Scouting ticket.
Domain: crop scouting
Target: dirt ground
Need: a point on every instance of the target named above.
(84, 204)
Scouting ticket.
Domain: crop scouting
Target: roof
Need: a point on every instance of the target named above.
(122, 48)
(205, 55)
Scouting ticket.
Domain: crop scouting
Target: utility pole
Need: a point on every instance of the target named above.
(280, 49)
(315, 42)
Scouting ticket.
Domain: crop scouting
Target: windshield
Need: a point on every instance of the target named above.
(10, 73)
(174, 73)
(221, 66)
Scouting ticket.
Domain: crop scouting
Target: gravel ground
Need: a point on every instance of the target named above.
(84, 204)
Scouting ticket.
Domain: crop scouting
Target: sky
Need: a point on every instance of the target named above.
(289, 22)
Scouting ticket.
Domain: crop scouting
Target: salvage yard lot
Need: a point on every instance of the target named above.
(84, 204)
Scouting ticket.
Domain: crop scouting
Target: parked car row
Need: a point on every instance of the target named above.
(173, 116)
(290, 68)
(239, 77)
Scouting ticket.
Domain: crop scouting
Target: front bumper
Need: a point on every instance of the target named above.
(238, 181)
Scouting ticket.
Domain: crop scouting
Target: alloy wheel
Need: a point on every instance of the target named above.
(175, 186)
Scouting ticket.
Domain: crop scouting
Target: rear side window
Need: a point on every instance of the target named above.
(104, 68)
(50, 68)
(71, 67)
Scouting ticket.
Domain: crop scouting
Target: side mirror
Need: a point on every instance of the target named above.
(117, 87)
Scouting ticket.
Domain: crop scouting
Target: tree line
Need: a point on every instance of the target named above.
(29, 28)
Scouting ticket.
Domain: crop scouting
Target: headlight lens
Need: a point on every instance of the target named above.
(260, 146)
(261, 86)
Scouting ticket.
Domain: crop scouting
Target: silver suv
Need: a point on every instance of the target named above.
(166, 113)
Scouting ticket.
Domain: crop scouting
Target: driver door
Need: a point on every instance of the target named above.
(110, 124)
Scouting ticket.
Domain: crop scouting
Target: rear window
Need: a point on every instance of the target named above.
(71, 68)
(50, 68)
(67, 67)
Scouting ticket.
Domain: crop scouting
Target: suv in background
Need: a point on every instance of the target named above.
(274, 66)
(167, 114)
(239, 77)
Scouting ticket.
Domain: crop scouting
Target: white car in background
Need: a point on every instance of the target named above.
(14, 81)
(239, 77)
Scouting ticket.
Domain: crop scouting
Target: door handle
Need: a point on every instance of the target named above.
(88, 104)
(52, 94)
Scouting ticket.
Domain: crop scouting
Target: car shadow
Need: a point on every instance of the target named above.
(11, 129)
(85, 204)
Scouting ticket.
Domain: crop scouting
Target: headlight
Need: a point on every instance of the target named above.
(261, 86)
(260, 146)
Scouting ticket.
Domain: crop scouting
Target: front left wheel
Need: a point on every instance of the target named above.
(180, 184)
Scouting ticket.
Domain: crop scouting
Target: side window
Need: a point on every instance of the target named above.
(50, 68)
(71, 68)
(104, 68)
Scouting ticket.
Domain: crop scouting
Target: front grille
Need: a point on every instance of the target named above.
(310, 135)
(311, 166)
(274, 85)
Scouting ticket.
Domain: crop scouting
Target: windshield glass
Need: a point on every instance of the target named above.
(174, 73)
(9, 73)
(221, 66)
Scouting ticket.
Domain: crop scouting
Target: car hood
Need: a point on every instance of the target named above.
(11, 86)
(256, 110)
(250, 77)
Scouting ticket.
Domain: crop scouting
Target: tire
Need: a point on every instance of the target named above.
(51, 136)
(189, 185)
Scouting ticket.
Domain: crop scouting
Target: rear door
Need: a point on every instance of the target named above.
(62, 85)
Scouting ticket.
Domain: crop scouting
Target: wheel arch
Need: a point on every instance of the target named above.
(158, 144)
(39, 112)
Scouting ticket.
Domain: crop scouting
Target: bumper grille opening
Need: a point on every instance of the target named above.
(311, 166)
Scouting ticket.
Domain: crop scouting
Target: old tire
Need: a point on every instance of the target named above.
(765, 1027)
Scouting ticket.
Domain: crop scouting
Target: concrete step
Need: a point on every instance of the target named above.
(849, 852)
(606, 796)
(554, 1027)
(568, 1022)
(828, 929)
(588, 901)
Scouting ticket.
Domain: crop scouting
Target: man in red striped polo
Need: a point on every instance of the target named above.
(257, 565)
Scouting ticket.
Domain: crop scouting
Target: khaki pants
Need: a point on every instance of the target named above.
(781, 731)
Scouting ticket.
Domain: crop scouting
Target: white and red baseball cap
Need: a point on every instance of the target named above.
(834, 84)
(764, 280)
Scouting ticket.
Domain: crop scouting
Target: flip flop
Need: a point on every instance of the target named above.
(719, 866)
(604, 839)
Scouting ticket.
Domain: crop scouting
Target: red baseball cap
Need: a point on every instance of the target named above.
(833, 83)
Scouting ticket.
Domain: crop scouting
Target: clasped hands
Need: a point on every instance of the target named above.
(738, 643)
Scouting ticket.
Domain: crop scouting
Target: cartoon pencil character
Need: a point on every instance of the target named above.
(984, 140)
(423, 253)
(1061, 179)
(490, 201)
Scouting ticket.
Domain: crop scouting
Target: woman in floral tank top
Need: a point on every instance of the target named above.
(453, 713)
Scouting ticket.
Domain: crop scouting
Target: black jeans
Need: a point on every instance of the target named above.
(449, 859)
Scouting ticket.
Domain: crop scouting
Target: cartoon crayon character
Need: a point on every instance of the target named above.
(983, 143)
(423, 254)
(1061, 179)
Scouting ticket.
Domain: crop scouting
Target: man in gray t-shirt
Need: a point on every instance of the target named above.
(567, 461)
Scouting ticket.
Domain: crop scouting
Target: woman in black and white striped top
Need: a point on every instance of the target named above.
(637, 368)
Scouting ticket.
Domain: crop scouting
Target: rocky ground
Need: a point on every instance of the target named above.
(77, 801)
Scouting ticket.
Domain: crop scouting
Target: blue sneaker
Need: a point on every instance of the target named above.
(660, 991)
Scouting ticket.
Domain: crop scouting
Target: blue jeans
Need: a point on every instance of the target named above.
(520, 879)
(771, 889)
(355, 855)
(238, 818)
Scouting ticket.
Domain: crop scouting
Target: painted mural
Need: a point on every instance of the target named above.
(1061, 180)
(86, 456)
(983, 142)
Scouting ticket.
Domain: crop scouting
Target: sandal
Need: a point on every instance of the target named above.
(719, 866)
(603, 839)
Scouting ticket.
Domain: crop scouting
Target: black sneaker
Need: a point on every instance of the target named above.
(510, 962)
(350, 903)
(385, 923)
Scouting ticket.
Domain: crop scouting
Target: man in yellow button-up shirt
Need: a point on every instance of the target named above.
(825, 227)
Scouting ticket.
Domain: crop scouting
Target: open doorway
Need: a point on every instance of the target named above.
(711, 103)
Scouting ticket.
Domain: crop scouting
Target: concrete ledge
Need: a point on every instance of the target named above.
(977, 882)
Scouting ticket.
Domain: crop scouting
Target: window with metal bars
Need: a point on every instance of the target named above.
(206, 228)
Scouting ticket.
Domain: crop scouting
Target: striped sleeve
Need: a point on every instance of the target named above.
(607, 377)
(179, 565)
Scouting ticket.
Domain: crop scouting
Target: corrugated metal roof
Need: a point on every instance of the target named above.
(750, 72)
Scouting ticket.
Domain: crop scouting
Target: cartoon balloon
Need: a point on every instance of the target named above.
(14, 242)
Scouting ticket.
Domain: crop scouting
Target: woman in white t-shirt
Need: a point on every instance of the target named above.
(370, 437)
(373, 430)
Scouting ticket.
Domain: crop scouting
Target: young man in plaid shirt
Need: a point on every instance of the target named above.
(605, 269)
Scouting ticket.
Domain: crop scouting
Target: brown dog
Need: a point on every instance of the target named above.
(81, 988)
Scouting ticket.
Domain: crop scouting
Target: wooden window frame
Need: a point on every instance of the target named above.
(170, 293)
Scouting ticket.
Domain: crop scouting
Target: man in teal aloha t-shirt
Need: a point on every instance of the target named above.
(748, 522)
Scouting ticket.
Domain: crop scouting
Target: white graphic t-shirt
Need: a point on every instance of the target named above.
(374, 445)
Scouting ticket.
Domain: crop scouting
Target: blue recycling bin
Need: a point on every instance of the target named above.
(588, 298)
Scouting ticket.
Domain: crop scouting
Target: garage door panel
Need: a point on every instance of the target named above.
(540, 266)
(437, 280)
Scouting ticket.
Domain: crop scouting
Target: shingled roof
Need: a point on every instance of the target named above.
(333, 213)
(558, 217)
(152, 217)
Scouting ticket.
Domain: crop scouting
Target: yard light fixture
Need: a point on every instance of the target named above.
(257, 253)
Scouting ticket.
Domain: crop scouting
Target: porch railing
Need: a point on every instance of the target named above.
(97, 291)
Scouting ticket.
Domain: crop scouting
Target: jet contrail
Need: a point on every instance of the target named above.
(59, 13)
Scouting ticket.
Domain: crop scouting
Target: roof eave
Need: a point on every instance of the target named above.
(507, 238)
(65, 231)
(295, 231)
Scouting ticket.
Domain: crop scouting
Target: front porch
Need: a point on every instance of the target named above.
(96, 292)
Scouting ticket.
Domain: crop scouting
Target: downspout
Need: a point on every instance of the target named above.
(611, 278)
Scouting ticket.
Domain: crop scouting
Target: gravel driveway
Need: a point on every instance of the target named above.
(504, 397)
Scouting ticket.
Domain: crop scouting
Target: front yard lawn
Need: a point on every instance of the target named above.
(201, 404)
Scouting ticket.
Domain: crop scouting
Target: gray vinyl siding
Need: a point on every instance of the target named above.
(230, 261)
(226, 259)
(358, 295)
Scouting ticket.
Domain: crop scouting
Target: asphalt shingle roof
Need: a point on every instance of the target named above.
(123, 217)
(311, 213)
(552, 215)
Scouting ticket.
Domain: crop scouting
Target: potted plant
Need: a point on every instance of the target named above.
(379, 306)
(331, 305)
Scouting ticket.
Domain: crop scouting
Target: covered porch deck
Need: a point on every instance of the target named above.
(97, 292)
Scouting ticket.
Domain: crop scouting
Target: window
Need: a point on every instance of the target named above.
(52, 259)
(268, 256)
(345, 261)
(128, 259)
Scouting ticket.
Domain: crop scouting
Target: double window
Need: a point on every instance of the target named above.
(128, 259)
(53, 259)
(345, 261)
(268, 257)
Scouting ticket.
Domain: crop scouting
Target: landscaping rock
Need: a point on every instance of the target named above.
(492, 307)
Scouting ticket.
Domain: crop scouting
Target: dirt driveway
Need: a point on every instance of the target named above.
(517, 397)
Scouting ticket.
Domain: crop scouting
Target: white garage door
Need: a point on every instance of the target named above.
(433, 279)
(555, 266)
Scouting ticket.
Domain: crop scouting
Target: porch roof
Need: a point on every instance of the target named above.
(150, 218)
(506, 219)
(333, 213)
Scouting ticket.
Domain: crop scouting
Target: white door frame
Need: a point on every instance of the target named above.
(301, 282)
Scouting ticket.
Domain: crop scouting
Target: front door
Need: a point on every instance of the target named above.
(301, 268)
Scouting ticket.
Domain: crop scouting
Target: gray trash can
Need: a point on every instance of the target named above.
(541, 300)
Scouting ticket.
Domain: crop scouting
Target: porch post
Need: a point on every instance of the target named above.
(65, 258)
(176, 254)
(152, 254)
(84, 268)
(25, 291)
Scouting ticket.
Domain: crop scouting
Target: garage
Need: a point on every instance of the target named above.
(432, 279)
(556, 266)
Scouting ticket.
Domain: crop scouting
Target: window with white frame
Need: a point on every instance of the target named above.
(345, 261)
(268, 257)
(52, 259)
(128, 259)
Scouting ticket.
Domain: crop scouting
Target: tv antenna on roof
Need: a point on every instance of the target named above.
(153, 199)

□ □ □ □

**WHAT THE TASK REQUIRES**
Copy out every line above that contains the word "cartoon", matching case exactly.

**RESULT FOR THIS EXERCISE**
Target: cartoon pencil character
Target: cartoon crayon character
Target: cartoon balloon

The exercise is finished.